## Records provided
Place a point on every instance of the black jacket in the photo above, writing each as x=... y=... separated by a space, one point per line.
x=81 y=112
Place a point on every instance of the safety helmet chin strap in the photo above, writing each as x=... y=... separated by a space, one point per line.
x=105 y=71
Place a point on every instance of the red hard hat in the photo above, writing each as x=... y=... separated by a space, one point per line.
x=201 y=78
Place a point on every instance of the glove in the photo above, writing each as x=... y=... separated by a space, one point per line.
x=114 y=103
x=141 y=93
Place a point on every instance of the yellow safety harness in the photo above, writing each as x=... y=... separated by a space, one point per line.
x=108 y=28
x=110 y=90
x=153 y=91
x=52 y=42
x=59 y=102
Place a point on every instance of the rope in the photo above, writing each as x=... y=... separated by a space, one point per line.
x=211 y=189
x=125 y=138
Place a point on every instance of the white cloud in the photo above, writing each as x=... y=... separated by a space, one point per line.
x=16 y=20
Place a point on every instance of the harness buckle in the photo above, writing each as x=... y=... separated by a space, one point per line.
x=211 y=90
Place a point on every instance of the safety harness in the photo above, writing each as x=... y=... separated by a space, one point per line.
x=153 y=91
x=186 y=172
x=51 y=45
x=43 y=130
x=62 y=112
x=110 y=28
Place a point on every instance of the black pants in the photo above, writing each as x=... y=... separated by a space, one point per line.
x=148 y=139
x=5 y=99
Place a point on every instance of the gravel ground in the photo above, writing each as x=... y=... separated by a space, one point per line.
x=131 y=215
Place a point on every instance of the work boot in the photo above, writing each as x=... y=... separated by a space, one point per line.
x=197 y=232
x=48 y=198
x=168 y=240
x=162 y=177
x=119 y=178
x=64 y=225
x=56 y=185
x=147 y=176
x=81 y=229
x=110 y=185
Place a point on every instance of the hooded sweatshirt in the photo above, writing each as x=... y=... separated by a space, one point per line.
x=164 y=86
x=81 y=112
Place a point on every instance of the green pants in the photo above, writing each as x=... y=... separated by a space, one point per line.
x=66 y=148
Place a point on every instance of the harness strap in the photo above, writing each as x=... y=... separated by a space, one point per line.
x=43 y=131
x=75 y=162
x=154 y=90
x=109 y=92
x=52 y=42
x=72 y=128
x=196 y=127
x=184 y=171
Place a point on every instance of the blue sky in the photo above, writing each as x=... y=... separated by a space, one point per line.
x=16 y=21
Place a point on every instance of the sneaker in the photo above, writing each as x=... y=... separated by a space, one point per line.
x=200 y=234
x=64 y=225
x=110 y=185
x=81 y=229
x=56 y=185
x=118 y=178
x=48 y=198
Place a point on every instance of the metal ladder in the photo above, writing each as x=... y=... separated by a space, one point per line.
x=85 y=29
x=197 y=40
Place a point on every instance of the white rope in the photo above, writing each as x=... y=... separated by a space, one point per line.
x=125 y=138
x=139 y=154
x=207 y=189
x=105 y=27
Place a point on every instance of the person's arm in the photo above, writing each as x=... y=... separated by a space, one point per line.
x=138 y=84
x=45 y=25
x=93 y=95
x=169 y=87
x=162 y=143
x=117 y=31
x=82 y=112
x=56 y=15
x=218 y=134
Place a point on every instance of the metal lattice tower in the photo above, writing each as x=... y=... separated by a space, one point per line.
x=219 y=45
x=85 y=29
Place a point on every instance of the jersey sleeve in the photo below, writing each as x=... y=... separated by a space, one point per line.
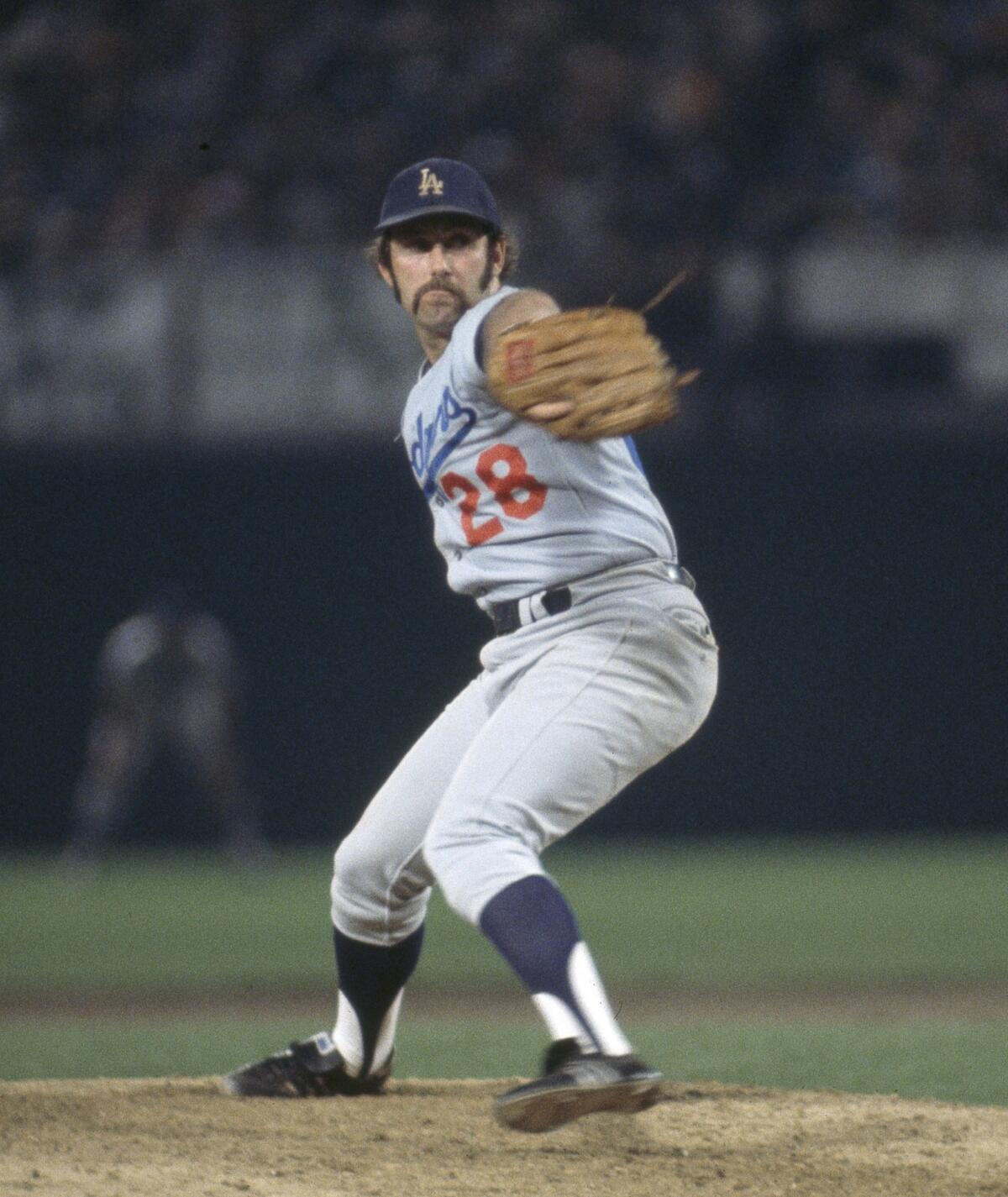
x=467 y=371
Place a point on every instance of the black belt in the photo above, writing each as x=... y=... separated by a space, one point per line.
x=507 y=616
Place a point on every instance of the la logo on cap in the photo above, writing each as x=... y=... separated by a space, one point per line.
x=428 y=182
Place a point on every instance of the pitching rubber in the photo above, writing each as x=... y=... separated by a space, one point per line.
x=549 y=1109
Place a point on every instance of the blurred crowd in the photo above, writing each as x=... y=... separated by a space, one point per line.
x=648 y=132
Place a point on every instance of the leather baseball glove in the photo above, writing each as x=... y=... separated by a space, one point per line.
x=585 y=374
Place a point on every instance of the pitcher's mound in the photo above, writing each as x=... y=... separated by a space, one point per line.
x=180 y=1137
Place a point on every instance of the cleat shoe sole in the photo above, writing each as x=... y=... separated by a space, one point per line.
x=540 y=1106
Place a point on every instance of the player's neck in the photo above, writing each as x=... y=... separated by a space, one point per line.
x=433 y=344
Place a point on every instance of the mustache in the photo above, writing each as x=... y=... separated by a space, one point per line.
x=437 y=285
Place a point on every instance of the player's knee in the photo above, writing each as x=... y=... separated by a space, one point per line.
x=472 y=859
x=358 y=876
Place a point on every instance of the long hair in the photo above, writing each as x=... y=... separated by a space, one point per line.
x=377 y=251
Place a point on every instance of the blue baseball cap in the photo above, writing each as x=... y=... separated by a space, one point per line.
x=435 y=186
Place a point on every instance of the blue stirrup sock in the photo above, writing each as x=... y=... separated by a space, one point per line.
x=371 y=979
x=532 y=926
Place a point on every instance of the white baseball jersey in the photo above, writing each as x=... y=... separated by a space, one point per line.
x=515 y=509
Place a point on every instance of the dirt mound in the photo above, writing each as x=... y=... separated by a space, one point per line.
x=180 y=1137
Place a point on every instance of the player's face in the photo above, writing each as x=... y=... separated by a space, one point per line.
x=439 y=267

## Aim
Can you reproduce, word for word, the lines of the entries above, starting at the line that contains "Place a point on every instance of the person's" and stopping after the line that contains "x=218 y=134", with both of those lines included?

## Solution
Place a point on every instance of the person's arm in the photo above, writing each as x=... y=... separated by a space, one point per line.
x=138 y=84
x=45 y=25
x=93 y=95
x=169 y=87
x=162 y=143
x=117 y=31
x=82 y=112
x=56 y=15
x=218 y=134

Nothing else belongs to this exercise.